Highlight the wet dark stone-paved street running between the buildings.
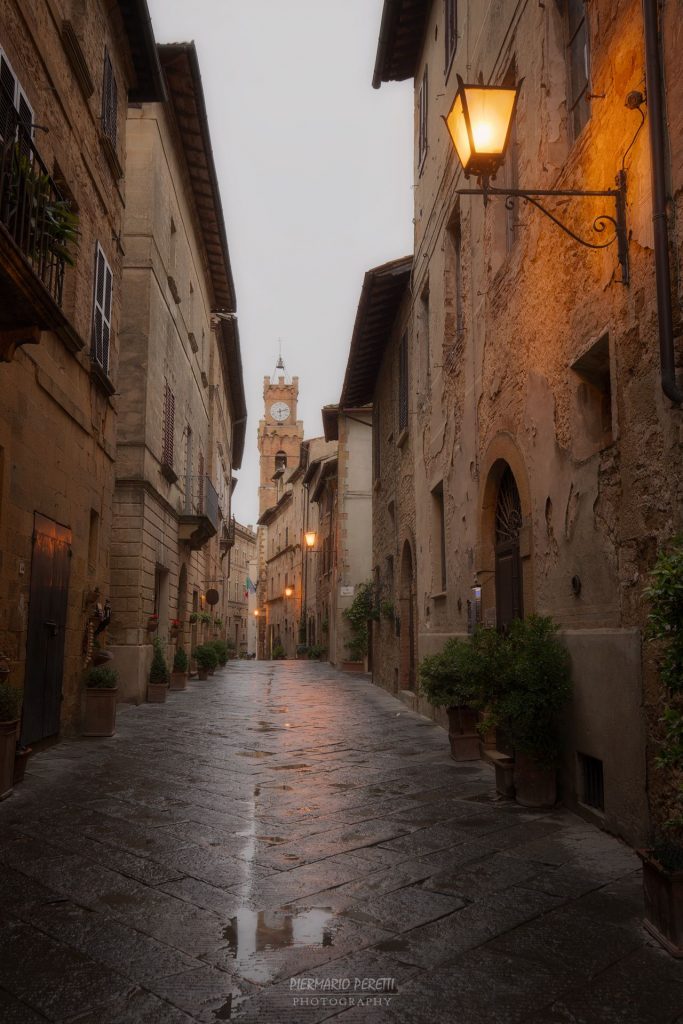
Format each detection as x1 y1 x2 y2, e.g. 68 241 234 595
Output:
0 662 683 1024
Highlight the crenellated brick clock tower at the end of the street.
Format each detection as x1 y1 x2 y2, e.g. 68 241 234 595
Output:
258 355 303 516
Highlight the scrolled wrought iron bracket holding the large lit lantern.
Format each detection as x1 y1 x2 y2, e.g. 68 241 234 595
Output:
457 170 629 285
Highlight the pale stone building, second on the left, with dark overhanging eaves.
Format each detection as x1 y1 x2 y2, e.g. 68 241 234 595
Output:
111 44 246 701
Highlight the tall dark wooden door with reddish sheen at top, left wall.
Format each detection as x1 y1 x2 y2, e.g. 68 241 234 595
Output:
22 513 72 744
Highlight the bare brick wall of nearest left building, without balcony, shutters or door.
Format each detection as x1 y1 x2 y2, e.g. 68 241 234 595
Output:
0 0 148 735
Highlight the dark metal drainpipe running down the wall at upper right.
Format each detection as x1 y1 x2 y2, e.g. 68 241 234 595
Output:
643 0 683 406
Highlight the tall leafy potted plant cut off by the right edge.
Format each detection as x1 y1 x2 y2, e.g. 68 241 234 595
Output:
639 538 683 957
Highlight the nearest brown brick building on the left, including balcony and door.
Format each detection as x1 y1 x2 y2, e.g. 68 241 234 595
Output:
0 0 164 744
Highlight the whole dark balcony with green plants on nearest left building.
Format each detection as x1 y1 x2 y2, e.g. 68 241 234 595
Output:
0 102 82 360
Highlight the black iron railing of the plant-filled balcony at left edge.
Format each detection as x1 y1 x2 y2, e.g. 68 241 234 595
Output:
0 99 68 305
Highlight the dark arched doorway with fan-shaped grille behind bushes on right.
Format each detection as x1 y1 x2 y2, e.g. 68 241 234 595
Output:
496 463 524 630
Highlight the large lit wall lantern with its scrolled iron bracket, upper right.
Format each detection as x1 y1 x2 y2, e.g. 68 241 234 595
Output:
443 75 634 285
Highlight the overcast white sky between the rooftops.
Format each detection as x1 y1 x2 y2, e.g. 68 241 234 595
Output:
148 0 413 523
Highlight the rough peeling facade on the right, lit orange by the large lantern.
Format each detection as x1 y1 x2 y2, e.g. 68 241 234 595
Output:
374 0 683 842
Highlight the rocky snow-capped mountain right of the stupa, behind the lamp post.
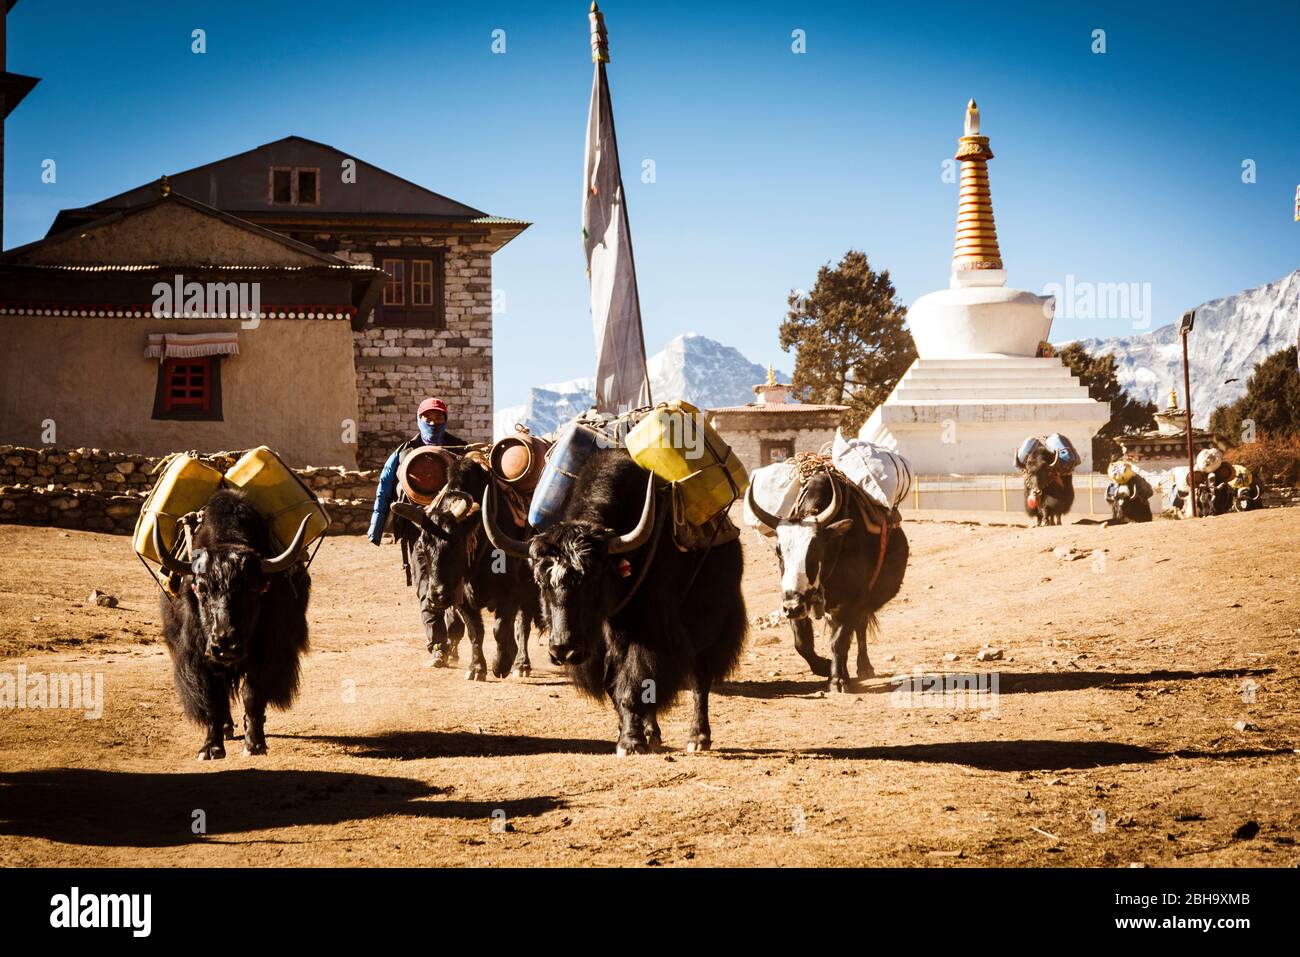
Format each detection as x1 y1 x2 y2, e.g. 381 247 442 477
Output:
1080 269 1300 426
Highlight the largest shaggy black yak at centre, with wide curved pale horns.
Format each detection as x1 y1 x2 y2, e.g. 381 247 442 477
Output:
484 449 746 754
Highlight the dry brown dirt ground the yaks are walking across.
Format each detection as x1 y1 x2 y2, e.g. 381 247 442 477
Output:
0 510 1300 866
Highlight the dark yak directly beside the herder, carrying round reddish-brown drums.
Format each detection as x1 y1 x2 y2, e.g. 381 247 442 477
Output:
393 455 541 681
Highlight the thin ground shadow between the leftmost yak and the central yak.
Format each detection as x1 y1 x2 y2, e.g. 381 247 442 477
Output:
297 731 614 761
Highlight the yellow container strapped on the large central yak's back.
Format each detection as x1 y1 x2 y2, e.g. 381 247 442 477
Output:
624 402 749 525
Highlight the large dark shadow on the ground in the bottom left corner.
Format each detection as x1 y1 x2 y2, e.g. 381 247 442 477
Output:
0 767 564 848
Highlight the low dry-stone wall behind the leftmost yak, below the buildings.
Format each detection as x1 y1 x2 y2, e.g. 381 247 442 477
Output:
0 445 380 534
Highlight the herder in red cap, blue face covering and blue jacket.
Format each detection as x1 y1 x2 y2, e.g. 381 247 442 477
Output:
367 398 465 667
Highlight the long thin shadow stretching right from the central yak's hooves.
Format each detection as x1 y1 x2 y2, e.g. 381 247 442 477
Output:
715 740 1291 771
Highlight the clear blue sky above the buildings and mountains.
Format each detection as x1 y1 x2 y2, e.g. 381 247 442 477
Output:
4 0 1300 404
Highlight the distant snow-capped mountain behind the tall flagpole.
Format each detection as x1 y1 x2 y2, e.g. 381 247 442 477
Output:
493 333 790 438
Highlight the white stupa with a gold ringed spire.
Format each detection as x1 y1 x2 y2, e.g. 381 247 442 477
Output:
858 100 1110 475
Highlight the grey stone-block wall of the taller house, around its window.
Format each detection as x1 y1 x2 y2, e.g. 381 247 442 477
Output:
332 235 494 467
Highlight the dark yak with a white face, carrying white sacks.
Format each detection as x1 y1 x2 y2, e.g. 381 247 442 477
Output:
745 472 909 692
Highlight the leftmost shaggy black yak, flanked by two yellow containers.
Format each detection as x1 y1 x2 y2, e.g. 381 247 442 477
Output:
153 489 312 761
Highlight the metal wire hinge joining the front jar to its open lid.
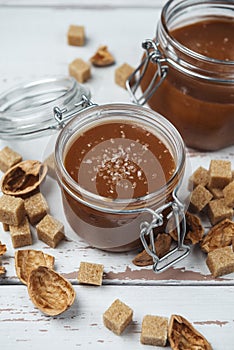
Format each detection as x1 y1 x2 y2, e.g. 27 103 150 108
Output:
53 95 97 128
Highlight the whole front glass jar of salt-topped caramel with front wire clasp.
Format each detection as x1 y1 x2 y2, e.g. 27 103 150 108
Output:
55 104 189 270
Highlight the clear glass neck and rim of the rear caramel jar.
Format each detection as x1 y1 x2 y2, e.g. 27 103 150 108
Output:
156 0 234 84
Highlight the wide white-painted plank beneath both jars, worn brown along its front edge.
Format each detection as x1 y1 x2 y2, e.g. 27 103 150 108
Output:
0 7 234 285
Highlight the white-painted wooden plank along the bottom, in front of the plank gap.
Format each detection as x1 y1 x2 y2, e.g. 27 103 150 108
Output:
0 286 234 350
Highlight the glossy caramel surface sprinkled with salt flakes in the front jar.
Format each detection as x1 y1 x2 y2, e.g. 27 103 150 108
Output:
64 122 175 199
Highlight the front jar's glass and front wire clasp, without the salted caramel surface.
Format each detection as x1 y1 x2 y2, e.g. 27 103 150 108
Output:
55 104 189 270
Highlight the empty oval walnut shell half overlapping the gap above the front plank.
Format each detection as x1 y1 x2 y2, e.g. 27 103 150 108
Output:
28 266 76 316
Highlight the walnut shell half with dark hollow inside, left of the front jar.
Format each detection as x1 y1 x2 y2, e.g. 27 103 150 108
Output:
1 160 47 197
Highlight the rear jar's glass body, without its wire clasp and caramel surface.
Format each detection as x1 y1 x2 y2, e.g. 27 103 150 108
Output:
141 0 234 150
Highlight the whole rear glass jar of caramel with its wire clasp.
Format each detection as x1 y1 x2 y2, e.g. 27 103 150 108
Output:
127 0 234 150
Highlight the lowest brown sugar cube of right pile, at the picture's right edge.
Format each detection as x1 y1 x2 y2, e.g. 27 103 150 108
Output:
206 246 234 277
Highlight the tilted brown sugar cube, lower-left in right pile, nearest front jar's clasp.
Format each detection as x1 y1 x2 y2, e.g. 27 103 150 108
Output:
190 185 213 212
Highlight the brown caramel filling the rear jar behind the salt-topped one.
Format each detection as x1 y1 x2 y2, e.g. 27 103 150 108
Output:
141 17 234 150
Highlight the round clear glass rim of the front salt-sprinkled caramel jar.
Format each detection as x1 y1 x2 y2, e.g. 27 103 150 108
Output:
55 103 186 213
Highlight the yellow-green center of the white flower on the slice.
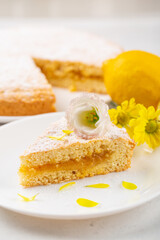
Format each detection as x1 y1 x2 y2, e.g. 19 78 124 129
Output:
80 109 99 128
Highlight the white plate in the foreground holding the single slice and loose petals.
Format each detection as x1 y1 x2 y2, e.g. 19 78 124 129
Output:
0 113 160 219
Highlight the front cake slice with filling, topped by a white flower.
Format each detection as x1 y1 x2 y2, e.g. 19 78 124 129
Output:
19 95 135 187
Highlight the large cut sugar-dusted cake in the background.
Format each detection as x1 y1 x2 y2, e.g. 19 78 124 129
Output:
0 27 123 116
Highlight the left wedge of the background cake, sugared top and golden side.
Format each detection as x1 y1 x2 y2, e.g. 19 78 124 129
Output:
0 56 55 116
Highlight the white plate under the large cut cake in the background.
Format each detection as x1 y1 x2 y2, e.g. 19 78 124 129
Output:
0 87 111 124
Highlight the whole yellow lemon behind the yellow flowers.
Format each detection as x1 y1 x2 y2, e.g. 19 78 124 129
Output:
103 50 160 107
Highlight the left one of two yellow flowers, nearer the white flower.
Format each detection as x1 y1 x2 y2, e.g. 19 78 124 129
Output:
108 98 140 130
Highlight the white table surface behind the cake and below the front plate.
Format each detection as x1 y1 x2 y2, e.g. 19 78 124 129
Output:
0 18 160 240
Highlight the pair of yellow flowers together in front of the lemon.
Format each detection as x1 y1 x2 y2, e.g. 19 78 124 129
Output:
109 98 160 149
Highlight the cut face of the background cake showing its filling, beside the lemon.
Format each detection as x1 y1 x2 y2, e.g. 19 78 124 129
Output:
33 58 106 94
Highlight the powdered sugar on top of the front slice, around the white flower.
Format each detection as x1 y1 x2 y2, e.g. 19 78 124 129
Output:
24 118 129 155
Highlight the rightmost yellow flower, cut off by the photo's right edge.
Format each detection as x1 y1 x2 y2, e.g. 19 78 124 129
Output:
129 106 160 149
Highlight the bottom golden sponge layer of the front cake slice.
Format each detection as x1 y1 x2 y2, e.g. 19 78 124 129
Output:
19 152 133 187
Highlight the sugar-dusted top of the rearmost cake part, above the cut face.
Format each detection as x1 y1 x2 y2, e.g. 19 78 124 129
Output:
0 27 122 67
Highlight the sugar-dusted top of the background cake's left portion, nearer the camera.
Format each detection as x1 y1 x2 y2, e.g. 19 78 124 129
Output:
0 56 51 97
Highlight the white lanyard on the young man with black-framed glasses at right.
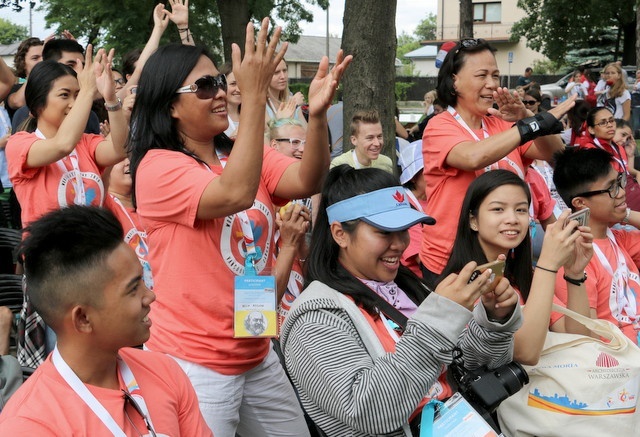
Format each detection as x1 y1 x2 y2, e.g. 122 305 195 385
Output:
593 229 640 324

__Exercise details__. Where a line in the records above contains the string "painted", return that line.

__Exercise solution__.
Highlight the wide white-painted plank beneath both jars, worn brown along its front edge.
Highlight the white-painted wooden plank along the bottom, in front of the plank gap.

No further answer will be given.